[begin Document passage]
The IRS further ruled that the sharing of employees between X and Y will not constitute an act of self-dealing under Section 4941 (provided the compensation relates to the services provided to X and is not excessive). In reaching this conclusion, the IRS noted that the use of detailed time records by employees to log the time spent for X and Y on a daily basis supported a finding that compensation was based on a reasonable determination of the value of each employee's services and was not an act of self-dealing.

In addition, although not analyzed in this Alert, the IRS ruled: (1) rental income from the properties will not constitute unrelated business taxable income, (2) income from the sale of the properties will not constitute unrelated business taxable income, (3) X will not constitute an excess business holding under Section 4943, and (4) the properties will not be considered jeopardizing investments under Section 4944.
[end Document passage]
[begin Material shown]
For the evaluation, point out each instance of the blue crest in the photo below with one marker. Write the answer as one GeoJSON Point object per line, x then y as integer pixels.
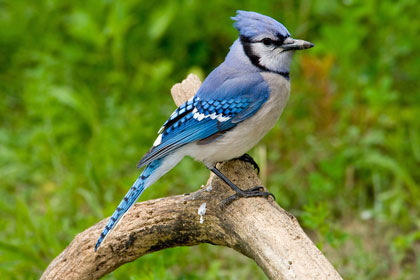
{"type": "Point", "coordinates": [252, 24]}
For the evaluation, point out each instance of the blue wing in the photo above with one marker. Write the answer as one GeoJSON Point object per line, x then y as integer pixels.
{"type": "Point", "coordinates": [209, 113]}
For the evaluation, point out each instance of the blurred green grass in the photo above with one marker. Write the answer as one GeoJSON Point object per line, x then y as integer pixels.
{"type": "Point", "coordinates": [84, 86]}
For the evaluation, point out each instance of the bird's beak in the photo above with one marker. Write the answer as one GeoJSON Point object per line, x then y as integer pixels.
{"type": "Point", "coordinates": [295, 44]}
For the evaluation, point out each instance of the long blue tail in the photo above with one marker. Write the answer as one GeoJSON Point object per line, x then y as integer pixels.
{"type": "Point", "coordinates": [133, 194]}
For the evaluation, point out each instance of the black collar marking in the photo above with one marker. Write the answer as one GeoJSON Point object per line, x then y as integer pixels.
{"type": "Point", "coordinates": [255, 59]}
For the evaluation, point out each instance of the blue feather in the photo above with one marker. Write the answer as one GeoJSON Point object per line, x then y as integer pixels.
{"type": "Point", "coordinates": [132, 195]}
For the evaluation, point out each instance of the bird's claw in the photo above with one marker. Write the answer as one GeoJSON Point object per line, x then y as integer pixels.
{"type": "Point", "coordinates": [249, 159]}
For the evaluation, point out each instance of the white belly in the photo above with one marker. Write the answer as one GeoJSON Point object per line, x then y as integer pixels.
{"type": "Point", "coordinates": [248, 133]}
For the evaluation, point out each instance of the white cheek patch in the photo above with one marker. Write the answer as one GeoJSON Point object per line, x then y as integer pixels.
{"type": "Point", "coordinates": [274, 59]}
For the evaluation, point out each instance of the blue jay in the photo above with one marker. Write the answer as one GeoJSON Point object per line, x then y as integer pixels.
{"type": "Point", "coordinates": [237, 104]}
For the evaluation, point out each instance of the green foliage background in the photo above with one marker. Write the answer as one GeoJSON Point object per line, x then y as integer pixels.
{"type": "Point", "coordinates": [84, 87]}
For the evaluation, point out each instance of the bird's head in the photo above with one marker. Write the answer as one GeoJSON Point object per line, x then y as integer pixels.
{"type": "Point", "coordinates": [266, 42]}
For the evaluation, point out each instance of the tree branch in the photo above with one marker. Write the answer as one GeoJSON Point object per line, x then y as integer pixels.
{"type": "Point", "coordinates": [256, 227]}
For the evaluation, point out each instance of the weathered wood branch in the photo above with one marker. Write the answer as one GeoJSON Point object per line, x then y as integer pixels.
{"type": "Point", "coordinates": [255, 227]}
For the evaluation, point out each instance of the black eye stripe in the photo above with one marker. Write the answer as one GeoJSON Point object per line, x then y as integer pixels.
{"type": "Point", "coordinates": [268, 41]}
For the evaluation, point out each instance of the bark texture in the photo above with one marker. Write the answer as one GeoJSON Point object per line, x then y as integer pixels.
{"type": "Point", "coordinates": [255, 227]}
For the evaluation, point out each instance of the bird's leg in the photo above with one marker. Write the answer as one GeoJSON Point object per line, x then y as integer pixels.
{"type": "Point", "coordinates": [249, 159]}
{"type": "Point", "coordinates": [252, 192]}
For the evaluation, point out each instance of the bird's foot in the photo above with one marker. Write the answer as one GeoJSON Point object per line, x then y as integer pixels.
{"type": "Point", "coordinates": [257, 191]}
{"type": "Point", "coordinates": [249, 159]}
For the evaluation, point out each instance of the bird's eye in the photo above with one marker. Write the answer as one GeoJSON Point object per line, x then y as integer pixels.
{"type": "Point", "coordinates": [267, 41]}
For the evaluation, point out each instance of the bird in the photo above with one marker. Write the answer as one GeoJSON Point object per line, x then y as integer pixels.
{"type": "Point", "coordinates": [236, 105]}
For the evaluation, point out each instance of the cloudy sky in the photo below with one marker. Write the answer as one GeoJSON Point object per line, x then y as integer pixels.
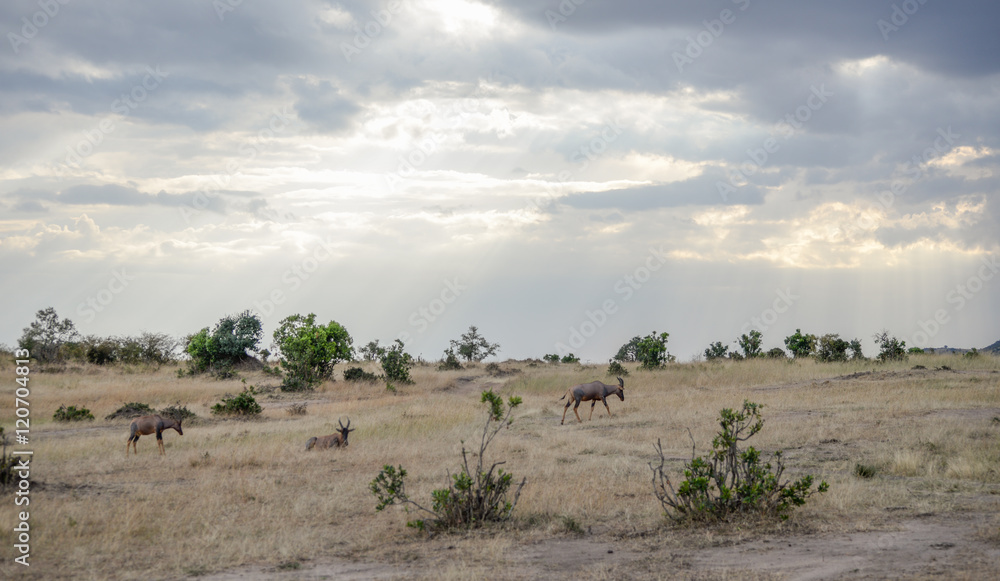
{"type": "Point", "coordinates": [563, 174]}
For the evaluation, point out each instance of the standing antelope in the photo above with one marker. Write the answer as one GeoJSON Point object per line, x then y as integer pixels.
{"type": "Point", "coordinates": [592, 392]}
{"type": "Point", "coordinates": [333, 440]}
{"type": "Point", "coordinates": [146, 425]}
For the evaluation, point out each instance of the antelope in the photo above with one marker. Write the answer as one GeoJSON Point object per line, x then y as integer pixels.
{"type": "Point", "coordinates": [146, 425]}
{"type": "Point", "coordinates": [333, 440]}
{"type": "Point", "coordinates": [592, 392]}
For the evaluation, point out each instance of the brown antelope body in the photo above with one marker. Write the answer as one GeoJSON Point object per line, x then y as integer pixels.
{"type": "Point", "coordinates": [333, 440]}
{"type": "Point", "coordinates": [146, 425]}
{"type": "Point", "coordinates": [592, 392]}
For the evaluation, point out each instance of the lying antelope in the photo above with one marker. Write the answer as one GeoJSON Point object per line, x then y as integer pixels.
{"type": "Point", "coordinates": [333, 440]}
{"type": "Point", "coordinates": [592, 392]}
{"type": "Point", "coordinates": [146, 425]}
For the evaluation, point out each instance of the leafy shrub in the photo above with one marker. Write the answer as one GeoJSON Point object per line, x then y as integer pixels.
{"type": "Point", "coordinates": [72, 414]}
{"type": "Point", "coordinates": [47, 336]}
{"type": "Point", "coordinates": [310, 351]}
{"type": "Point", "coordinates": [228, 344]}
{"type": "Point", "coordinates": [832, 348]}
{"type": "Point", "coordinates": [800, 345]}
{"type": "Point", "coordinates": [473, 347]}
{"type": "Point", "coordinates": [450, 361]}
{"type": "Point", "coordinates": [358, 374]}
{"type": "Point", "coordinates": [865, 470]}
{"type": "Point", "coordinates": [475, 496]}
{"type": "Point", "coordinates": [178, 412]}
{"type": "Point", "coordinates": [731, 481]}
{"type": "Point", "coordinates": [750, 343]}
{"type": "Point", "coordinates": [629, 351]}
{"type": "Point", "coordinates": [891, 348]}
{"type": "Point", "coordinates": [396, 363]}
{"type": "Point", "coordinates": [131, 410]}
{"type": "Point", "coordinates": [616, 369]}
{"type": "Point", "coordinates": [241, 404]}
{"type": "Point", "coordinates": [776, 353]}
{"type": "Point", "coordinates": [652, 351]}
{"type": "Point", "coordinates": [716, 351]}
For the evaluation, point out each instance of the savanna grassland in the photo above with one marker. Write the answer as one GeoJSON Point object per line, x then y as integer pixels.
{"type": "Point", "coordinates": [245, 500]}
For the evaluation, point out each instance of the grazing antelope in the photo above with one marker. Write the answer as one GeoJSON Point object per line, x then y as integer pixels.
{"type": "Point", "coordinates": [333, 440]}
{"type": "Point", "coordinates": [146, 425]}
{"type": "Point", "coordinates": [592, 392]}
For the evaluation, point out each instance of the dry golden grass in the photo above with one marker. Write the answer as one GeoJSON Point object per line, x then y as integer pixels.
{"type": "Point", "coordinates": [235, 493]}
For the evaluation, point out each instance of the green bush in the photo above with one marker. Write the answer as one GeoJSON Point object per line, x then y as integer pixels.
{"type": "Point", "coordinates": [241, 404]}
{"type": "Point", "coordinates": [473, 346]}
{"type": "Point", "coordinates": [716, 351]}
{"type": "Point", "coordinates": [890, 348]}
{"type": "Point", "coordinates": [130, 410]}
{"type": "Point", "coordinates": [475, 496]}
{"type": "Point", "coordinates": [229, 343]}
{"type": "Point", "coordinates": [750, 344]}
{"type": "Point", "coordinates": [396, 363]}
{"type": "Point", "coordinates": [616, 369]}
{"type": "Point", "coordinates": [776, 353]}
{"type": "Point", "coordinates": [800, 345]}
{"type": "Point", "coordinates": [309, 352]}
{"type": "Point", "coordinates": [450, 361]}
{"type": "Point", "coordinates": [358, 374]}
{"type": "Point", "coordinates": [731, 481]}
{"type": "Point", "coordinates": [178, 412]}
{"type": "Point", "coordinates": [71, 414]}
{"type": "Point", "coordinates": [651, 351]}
[end Material shown]
[begin Material shown]
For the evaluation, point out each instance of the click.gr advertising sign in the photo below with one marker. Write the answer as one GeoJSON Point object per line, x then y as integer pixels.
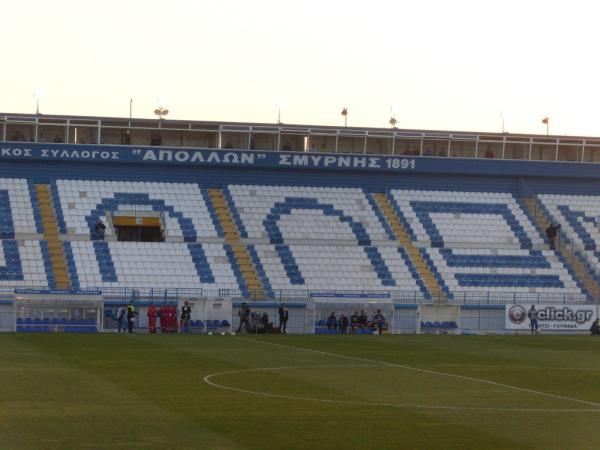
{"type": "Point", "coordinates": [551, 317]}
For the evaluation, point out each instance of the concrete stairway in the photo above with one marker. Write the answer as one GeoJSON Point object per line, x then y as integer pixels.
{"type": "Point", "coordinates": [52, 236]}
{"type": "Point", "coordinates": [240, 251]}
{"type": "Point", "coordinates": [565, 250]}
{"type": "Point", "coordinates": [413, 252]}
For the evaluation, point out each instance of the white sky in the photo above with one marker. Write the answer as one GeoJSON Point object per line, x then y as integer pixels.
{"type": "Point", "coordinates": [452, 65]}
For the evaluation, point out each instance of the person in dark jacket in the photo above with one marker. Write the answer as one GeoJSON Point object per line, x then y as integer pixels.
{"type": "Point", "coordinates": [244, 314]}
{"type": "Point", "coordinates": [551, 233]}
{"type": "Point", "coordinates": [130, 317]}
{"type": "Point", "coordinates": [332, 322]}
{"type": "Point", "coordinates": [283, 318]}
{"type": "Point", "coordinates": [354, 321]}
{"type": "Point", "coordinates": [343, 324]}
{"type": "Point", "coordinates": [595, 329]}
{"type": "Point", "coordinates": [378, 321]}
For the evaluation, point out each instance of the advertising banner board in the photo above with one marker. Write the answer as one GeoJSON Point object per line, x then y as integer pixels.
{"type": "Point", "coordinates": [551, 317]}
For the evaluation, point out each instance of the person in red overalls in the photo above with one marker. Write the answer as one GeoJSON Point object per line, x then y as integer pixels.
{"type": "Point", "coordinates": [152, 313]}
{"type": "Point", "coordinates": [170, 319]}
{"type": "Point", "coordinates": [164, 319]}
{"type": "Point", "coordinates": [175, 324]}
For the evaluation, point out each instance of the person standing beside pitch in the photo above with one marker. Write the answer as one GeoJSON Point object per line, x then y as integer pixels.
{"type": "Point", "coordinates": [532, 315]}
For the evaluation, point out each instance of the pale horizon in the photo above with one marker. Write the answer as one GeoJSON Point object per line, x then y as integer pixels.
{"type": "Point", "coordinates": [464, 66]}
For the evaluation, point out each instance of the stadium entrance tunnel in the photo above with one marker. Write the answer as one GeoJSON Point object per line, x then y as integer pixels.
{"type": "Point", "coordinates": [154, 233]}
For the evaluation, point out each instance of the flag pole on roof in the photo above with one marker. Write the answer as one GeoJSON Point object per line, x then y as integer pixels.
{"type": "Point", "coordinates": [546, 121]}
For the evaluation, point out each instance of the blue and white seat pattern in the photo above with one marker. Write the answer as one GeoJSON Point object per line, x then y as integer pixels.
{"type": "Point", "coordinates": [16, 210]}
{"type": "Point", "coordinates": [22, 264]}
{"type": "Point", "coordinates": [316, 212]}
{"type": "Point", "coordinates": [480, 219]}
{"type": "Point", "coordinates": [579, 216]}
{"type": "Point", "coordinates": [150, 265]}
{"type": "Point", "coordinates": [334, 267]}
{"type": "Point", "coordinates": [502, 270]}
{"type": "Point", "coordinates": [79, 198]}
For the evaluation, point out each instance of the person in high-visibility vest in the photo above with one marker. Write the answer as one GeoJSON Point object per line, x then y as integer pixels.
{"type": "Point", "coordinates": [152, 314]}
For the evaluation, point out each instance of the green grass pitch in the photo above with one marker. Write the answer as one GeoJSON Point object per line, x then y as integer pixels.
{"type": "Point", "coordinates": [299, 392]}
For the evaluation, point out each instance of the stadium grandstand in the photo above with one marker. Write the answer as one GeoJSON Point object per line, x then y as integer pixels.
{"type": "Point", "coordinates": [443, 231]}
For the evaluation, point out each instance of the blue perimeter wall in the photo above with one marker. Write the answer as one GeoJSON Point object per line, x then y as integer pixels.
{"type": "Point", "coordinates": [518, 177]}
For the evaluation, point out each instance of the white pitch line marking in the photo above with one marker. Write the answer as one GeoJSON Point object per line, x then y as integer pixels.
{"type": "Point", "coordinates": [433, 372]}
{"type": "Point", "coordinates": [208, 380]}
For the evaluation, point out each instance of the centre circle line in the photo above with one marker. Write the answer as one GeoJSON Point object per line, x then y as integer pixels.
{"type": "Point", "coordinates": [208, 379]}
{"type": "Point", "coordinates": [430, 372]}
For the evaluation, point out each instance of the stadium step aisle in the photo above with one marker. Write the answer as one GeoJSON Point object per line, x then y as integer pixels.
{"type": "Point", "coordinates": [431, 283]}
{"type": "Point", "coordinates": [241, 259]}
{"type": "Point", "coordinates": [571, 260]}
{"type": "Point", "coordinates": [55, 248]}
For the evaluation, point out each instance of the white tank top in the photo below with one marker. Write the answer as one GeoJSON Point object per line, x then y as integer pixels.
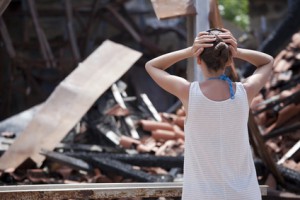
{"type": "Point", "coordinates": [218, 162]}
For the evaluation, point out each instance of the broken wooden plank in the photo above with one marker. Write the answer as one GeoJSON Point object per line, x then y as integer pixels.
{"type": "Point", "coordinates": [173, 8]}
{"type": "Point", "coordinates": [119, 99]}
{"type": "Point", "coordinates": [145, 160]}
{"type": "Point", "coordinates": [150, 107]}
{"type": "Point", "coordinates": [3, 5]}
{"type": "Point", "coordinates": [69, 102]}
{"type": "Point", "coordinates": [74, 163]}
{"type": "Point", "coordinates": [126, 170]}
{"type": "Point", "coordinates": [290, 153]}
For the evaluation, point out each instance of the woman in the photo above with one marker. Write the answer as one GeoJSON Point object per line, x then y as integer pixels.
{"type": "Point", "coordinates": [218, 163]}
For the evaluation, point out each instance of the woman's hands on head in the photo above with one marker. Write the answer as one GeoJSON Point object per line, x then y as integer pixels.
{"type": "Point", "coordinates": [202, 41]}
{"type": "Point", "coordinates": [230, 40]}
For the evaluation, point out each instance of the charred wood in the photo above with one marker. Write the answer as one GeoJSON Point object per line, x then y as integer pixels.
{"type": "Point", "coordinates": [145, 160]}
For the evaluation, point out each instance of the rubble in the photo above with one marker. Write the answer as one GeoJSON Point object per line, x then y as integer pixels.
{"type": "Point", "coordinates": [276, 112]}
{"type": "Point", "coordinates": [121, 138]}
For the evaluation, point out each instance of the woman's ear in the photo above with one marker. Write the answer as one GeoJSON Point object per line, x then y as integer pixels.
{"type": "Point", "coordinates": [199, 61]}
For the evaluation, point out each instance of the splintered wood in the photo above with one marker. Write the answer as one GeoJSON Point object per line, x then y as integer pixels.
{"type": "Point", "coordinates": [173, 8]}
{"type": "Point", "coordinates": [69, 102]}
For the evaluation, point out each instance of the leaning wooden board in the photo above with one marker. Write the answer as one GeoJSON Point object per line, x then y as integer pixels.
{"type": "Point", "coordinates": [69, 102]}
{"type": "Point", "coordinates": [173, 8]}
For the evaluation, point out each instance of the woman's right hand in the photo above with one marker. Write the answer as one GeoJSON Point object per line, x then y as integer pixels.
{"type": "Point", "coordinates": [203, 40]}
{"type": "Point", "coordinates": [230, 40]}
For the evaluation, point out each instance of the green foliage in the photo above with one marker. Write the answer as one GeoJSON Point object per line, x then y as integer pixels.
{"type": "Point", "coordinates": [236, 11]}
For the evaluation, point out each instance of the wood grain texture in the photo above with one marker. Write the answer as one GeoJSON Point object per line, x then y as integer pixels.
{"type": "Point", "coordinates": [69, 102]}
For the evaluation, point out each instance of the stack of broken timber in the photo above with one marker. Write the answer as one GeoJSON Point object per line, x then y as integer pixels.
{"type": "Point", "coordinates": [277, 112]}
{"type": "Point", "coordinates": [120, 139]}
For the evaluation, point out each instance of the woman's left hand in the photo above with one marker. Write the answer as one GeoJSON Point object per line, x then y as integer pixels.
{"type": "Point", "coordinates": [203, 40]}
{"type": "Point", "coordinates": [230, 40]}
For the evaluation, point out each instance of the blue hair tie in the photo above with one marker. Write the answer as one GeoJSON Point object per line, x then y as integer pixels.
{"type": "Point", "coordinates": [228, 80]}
[end Material shown]
**Task set**
[1] Decide whether each statement agrees with the IRS ruling passage, answering yes or no and quoting the deciding words of the passage.
(a) The IRS ruled that sharing employees between X and Y is an act of self-dealing under Section 4941.
(b) Employees logged the time they spent for X and Y on a daily basis.
(c) Income from the sale of the properties will constitute unrelated business taxable income.
[2] Answer these questions from the IRS ruling passage.
(a) What two conditions on compensation are attached to the ruling on sharing employees?
(b) Under which section did the IRS rule that X will not constitute an excess business holding?
(c) Under which section did the IRS rule that the properties will not be considered jeopardizing investments?
[3] Rewrite the IRS ruling passage from "In addition, although" up to and including "under Section 4944.", switching "properties" to "buildings".

**Solutions in order**
[1]
(a) No: "will not constitute an act of self-dealing under Section 4941"
(b) Yes: "the use of detailed time records by employees to log the time spent for X and Y on a daily basis"
(c) No: "income from the sale of the properties will not constitute unrelated business taxable income"

[2]
(a) The compensation must relate to the services provided to X and must not be excessive.
(b) Section 4943
(c) Section 4944

[3]
In addition, although not analyzed in this Alert, the IRS ruled: (1) rental income from the buildings will not constitute unrelated business taxable income, (2) income from the sale of the buildings will not constitute unrelated business taxable income, (3) X will not constitute an excess business holding under Section 4943, and (4) the buildings will not be considered jeopardizing investments under Section 4944.